● **STUDY TEXT**:
::::
In Texas, one of the most conservative right-to-work states in the country, a church-based organization has begun to make headway in enacting a "living wage" for San Antonio city employees.

In addition to having no state-mandated minimum wage for the private sector, the Legislature has made it illegal for any Texas city or local jurisdiction to pass its own minimum wage.

But after a year of intense organizing and lobbying, the Communities Organized for Public Service and the Metro Alliance (known as COPS/Metro) in September celebrated San Antonio's City Council vote that mandated a $13-an-hour minimum wage for all city employees.

COPS/Metro is part of a network of church-based organizations across the country called the Industrial Areas Foundation, which well-known organizer Saul Alinsky established during the 1940s in the Back of the Yards neighborhoods in Chicago. The church-based organizations aren't focused on issues like abortion or marriage. Instead they teach religious and lay leaders how to use the grass-roots power of the collective churches to hold politicians accountable.

"For me, it's not politics, it's justice — and asking for a decent wage is not unreasonable," says the Rev. Walter D'heedene.
::::
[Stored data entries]
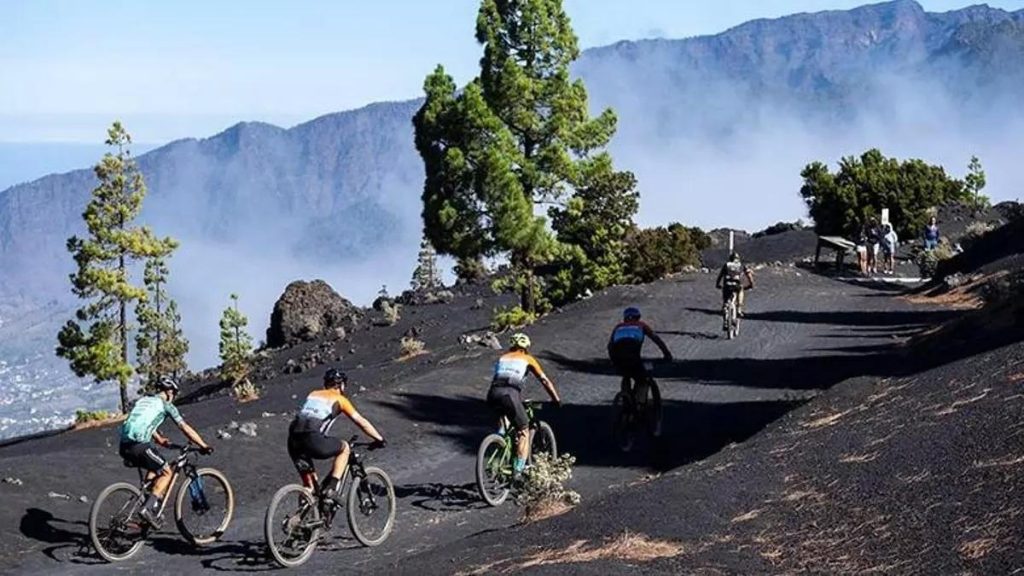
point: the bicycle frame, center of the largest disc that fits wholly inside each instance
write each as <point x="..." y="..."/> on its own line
<point x="180" y="465"/>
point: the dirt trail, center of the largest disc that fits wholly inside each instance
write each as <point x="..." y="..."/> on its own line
<point x="803" y="334"/>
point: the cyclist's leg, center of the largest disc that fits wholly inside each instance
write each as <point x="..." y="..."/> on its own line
<point x="517" y="413"/>
<point x="144" y="455"/>
<point x="325" y="447"/>
<point x="303" y="463"/>
<point x="641" y="389"/>
<point x="726" y="296"/>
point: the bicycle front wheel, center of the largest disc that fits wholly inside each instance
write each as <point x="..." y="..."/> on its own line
<point x="204" y="506"/>
<point x="116" y="531"/>
<point x="292" y="526"/>
<point x="494" y="469"/>
<point x="372" y="507"/>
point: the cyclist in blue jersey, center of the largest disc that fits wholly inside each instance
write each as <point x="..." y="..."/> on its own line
<point x="139" y="437"/>
<point x="625" y="346"/>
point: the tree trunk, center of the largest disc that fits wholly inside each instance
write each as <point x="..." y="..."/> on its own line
<point x="157" y="360"/>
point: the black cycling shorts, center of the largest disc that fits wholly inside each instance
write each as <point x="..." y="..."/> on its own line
<point x="305" y="447"/>
<point x="142" y="455"/>
<point x="507" y="401"/>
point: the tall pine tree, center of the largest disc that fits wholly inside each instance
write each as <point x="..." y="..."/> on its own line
<point x="95" y="342"/>
<point x="160" y="343"/>
<point x="518" y="135"/>
<point x="426" y="277"/>
<point x="236" y="347"/>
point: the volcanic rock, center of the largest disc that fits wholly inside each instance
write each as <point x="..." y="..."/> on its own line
<point x="307" y="311"/>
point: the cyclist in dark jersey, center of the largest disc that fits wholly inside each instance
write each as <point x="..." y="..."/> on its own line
<point x="505" y="395"/>
<point x="139" y="439"/>
<point x="308" y="435"/>
<point x="730" y="281"/>
<point x="625" y="346"/>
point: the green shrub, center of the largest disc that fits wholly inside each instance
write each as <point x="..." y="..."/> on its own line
<point x="974" y="233"/>
<point x="841" y="202"/>
<point x="391" y="316"/>
<point x="86" y="416"/>
<point x="412" y="346"/>
<point x="544" y="492"/>
<point x="656" y="252"/>
<point x="511" y="318"/>
<point x="928" y="260"/>
<point x="470" y="271"/>
<point x="245" y="391"/>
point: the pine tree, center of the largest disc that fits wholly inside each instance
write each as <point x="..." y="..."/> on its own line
<point x="236" y="345"/>
<point x="95" y="342"/>
<point x="426" y="277"/>
<point x="518" y="135"/>
<point x="975" y="181"/>
<point x="160" y="343"/>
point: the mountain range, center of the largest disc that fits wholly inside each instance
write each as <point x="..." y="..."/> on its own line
<point x="708" y="123"/>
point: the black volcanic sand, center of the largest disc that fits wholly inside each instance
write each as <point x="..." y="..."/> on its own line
<point x="804" y="334"/>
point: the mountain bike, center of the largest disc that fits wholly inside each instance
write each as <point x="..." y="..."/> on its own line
<point x="730" y="315"/>
<point x="306" y="513"/>
<point x="496" y="457"/>
<point x="633" y="412"/>
<point x="203" y="508"/>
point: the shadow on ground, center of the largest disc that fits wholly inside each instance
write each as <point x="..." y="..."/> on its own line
<point x="69" y="540"/>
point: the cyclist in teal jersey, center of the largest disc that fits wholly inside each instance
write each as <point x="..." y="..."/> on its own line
<point x="139" y="439"/>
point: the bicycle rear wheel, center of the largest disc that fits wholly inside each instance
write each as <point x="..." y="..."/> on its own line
<point x="544" y="441"/>
<point x="494" y="468"/>
<point x="625" y="420"/>
<point x="372" y="507"/>
<point x="653" y="406"/>
<point x="116" y="532"/>
<point x="204" y="506"/>
<point x="292" y="526"/>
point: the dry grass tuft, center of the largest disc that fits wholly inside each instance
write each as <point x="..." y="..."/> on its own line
<point x="411" y="347"/>
<point x="100" y="422"/>
<point x="976" y="549"/>
<point x="628" y="547"/>
<point x="748" y="517"/>
<point x="858" y="458"/>
<point x="824" y="420"/>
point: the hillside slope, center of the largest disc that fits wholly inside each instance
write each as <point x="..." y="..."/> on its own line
<point x="718" y="394"/>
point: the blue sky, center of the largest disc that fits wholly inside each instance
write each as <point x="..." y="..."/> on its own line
<point x="192" y="68"/>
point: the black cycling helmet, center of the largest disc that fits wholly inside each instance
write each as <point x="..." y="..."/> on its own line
<point x="167" y="384"/>
<point x="334" y="378"/>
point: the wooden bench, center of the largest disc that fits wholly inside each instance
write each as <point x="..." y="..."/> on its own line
<point x="840" y="245"/>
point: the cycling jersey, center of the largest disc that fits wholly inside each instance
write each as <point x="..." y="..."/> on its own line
<point x="732" y="273"/>
<point x="628" y="338"/>
<point x="320" y="411"/>
<point x="146" y="416"/>
<point x="512" y="369"/>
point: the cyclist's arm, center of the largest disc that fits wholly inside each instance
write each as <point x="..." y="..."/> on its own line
<point x="366" y="426"/>
<point x="160" y="439"/>
<point x="535" y="366"/>
<point x="658" y="341"/>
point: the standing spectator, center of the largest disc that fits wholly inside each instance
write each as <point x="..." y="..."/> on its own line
<point x="889" y="243"/>
<point x="932" y="235"/>
<point x="873" y="236"/>
<point x="861" y="248"/>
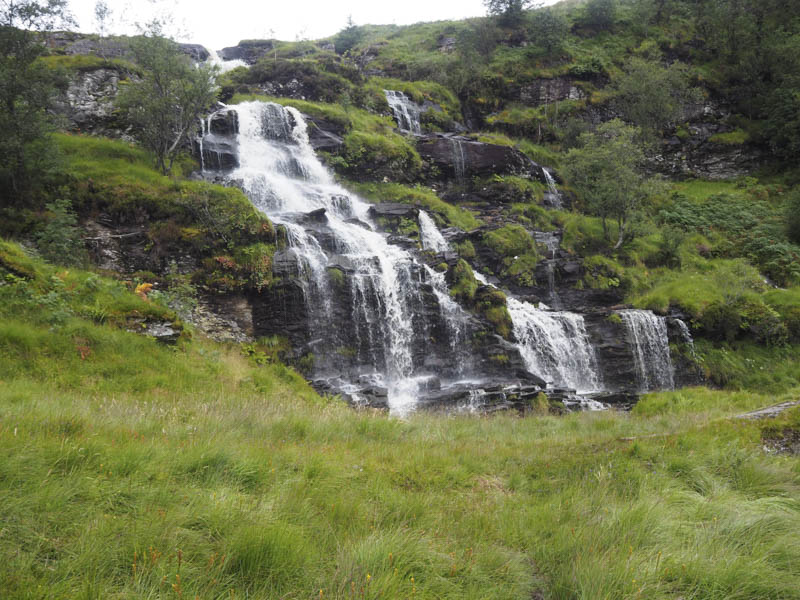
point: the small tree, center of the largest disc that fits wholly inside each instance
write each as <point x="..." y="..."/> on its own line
<point x="27" y="90"/>
<point x="348" y="37"/>
<point x="102" y="16"/>
<point x="548" y="29"/>
<point x="508" y="12"/>
<point x="606" y="170"/>
<point x="655" y="97"/>
<point x="170" y="97"/>
<point x="600" y="14"/>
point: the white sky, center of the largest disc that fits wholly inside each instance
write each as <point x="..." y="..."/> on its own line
<point x="221" y="23"/>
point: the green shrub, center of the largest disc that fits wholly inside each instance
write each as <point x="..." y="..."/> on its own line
<point x="374" y="155"/>
<point x="59" y="240"/>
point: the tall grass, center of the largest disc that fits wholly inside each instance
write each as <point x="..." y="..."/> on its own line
<point x="139" y="470"/>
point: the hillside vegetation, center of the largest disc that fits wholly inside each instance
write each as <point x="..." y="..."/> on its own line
::::
● **EXERCISES**:
**A)** Answer these questions using the article on San Antonio's living wage:
(i) What has the Texas Legislature made illegal for Texas cities and local jurisdictions?
(ii) What minimum wage did San Antonio's City Council mandate for all city employees?
(iii) Who established the Industrial Areas Foundation, and during which decade?
**B)** Write a continuation of the article on San Antonio's living wage, picking up right after its final sentence.
None of the items above are needed for what comes next.

● **ANSWERS**:
**A)**
(i) Passing their own minimum wage.
(ii) $13 an hour.
(iii) Saul Alinsky, during the 1940s.

**B)**
For 20 years, D'heedene has been the pastor of Sacred Heart Church in San Antonio. The Belgian priest says he does sometimes get grief from conservative Catholic priests for his participation in what they consider to be a leftist organization. But D'heedene says he's following in the footsteps of Pope Francis and refuses to concede that advocating for the economic well-being of his parishioners makes him a liberal.

"Conservative! I consider [myself] conservative too, but I care for what people need. That's being conservative. That means not looking [out] for your own self, you look for your neighbor," he says.

But in Republican-dominated Texas, it's more than just conservative clerics that COPS/Metro leaders have to react to. The prevailing political culture for the past 25 years has favored employers, not workers.

"Texas doesn't have a minimum wage, and in addition in state law, cities and local jurisdictions can't set a minimum wage for the private sector," says Vance Ginn, an economist with the influential conservative think tank the Texas Public Policy Foundation. "And I like to question whether or not the 13.3 percent increase in the minimum wage in San Antonio for those government workers, are they providing a 13.3 percent increase in value?"

COPS/Metro knew that proposing a living wage for city workers meant swimming upstream. So it started off slowly by informing itself, by doing the research. "And we found that a family of four would have to make $19 an hour in order not to be able to qualify for services of the government like food stamps," says Rosa Araujo-Iracheta, a leader at St. Philip of Jesus Catholic Church.

That's $19 an hour for one city worker to keep a family of four above the poverty line in San Antonio. While everyone thought this was a wonderful idea, the leaders also knew that asking the City Council for a minimum wage of $19 an hour was never going to fly politically. So COPS/Metro tried for $15 an hour instead. It didn't matter. The San Antonio City Council said forget it; there wasn't any extra money — not for that anyway.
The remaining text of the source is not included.